-- Постановка задачи 1 --
Выпишите заново участок листинга от строки, содержащей «Check that each instance of the pale», до строки, содержащей «(1306, 837)», включительно, изменив «white flower cluster» на «white blossom cluster». Всё прочее оставьте без изменений.

-- Фрагмент документа --
::::::::

Босиком по Нью-Йорку

Петро Немировський

Сторінка 5 з 15

А перед миром иным все мы в большей или меньшей степени испытываем трепет.

— О себе, собственно, рассказывать нечего, — отец Александр подливает в чашки чай. Ставит чайник на деревянную подставку, трогает его рукой. Его большая грубая ладонь вовсе не похожа на ладонь пианиста или скрипача. — Управляю этой обителью уже сорок лет. Здесь, думаю, и умру. Конечно, порою хочется вернуться в Россию, но, видимо, так угодно Господу, чтобы я был здесь. Да и могу ли я все оставить?

Мы встаем из-за стола, проходим коридорчиком и, открыв дверь, попадаем в церковь.

Тишина. К запаху ладана примешивается запах хвои. В красных чашечках плавают тусклые огоньки. Щелкает выключатель, и церковь заливает ярким светом.

— У нас здесь бесценные иконы, — говорит священник. — Вот на полотне изображен преподобный Серафим Саровский. Этот холст — единственный, написанный при жизни святого. Полотно из Оптиной Пустыни сначала доставили в Киев, а после революции перевезли в Германию. Видите, прожжено в центре холста — это след от американской зажигалки, упавшей во время бомбежки в церковь в Берлине. А вот след от удара штыка красноармейца на иконе преподобного Иоанна Тамбовского. У икон свои судьбы, свои раны...

::::::::

-- Исходные данные --

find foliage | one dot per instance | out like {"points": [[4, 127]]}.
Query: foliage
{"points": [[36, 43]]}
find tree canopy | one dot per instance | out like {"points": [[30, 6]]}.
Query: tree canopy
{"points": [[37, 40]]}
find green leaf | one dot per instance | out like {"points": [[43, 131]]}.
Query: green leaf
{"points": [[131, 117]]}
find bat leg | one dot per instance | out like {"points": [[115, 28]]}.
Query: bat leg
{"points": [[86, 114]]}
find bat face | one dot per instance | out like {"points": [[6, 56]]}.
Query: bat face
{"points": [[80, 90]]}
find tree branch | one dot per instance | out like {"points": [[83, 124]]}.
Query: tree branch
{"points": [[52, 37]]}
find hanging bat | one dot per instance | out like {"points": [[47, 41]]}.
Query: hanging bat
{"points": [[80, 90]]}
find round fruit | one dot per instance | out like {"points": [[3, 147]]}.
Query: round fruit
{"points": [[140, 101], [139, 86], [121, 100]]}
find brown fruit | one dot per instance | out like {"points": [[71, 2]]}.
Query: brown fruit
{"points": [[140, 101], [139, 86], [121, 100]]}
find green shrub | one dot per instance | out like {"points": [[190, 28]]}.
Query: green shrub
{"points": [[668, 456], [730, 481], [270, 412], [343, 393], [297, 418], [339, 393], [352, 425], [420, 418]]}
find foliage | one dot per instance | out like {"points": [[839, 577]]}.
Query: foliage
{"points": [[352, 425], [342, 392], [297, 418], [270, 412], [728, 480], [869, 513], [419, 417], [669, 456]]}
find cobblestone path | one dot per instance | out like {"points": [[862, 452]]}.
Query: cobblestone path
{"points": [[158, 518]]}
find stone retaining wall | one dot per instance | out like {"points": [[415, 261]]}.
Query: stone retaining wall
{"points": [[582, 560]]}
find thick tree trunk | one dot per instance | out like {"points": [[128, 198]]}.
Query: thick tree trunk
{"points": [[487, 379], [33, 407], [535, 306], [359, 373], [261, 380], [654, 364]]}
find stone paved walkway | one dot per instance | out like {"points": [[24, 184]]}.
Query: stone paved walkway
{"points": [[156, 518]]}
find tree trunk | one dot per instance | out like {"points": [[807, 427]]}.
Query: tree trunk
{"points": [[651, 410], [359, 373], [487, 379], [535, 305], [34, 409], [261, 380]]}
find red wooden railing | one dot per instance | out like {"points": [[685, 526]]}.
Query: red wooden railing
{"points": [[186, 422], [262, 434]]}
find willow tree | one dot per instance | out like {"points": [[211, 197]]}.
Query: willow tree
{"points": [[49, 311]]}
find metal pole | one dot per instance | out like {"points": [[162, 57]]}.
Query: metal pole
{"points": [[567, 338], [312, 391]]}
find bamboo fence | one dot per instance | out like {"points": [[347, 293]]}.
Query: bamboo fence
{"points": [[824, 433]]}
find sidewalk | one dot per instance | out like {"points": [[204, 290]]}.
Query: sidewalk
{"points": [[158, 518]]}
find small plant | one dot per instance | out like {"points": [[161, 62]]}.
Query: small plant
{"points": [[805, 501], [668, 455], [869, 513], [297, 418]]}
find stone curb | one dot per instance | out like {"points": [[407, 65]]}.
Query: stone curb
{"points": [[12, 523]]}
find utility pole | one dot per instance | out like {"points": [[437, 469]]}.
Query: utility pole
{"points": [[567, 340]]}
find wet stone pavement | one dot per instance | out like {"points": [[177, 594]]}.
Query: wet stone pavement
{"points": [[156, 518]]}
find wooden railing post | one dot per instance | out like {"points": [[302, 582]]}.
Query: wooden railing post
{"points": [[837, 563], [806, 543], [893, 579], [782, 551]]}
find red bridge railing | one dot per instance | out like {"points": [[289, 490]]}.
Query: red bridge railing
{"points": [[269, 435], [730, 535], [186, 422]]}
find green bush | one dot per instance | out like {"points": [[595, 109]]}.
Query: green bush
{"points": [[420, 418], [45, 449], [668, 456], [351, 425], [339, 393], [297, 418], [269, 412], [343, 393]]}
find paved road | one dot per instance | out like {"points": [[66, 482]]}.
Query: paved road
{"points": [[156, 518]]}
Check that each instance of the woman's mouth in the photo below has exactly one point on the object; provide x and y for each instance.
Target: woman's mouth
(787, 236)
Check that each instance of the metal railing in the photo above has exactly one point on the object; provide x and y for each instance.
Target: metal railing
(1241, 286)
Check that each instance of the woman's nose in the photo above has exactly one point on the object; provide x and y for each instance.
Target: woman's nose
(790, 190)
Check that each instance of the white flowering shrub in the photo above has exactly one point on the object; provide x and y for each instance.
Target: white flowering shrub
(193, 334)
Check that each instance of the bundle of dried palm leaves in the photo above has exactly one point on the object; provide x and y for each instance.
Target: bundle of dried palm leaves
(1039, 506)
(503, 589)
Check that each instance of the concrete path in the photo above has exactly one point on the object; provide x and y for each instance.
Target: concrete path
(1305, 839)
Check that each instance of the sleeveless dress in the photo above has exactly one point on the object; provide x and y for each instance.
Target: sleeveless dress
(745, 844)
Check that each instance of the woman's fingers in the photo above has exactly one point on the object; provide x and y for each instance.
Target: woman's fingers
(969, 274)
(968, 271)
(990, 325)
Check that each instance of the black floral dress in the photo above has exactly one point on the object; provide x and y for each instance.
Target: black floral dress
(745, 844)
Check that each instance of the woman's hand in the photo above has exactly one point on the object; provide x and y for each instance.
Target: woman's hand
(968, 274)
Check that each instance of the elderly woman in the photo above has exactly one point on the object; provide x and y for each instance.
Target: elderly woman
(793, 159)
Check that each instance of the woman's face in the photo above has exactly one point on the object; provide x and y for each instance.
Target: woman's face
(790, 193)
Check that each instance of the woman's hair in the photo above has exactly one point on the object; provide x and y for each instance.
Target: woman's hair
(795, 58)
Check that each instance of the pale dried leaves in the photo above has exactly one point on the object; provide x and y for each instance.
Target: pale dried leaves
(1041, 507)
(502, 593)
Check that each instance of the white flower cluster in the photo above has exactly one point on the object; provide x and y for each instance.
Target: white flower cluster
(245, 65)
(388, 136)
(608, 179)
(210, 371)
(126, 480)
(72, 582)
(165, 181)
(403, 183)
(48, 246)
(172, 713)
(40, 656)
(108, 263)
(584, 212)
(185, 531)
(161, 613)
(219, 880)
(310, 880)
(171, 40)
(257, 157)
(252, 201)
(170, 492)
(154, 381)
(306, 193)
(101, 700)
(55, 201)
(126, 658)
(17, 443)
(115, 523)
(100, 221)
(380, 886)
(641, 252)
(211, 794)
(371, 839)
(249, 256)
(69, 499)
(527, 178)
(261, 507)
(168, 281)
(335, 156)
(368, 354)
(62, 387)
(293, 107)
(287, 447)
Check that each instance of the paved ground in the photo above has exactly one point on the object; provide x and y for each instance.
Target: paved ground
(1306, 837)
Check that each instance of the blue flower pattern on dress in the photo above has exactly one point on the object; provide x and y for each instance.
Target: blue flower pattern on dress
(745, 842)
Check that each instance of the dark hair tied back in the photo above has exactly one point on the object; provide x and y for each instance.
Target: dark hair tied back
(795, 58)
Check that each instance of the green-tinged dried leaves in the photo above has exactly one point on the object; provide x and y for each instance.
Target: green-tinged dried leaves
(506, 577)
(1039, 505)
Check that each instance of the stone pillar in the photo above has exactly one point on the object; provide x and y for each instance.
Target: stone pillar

::::::::

-- Постановка задачи 2 --
Перепечатайте целиком отрывок об отце Александре и иконах, ничего не меняя.

-- Разбор решения 1 --
Check that each instance of the pale dried leaves in the photo above has exactly one point on the object; provide x and y for each instance.
Target: pale dried leaves
(1041, 507)
(502, 593)
Check that each instance of the white blossom cluster in the photo above has exactly one point on the object; provide x and y for each instance.
Target: white blossom cluster
(245, 65)
(388, 136)
(608, 179)
(210, 371)
(126, 480)
(72, 582)
(165, 181)
(403, 183)
(48, 246)
(172, 713)
(40, 656)
(108, 263)
(584, 212)
(185, 531)
(161, 613)
(219, 880)
(310, 880)
(171, 40)
(257, 157)
(252, 201)
(170, 492)
(154, 381)
(306, 193)
(101, 700)
(55, 201)
(126, 658)
(17, 443)
(115, 523)
(100, 221)
(380, 886)
(641, 252)
(211, 794)
(371, 839)
(249, 256)
(69, 499)
(527, 178)
(261, 507)
(168, 281)
(335, 156)
(368, 354)
(62, 387)
(293, 107)
(287, 447)
Check that each instance of the paved ground in the photo above has exactly one point on the object; provide x and y for each instance.
Target: paved ground
(1306, 837)

-- Разбор решения 2 --
Босиком по Нью-Йорку

Петро Немировський

Сторінка 5 з 15

А перед миром иным все мы в большей или меньшей степени испытываем трепет.

— О себе, собственно, рассказывать нечего, — отец Александр подливает в чашки чай. Ставит чайник на деревянную подставку, трогает его рукой. Его большая грубая ладонь вовсе не похожа на ладонь пианиста или скрипача. — Управляю этой обителью уже сорок лет. Здесь, думаю, и умру. Конечно, порою хочется вернуться в Россию, но, видимо, так угодно Господу, чтобы я был здесь. Да и могу ли я все оставить?

Мы встаем из-за стола, проходим коридорчиком и, открыв дверь, попадаем в церковь.

Тишина. К запаху ладана примешивается запах хвои. В красных чашечках плавают тусклые огоньки. Щелкает выключатель, и церковь заливает ярким светом.

— У нас здесь бесценные иконы, — говорит священник. — Вот на полотне изображен преподобный Серафим Саровский. Этот холст — единственный, написанный при жизни святого. Полотно из Оптиной Пустыни сначала доставили в Киев, а после революции перевезли в Германию. Видите, прожжено в центре холста — это след от американской зажигалки, упавшей во время бомбежки в церковь в Берлине. А вот след от удара штыка красноармейца на иконе преподобного Иоанна Тамбовского. У икон свои судьбы, свои раны...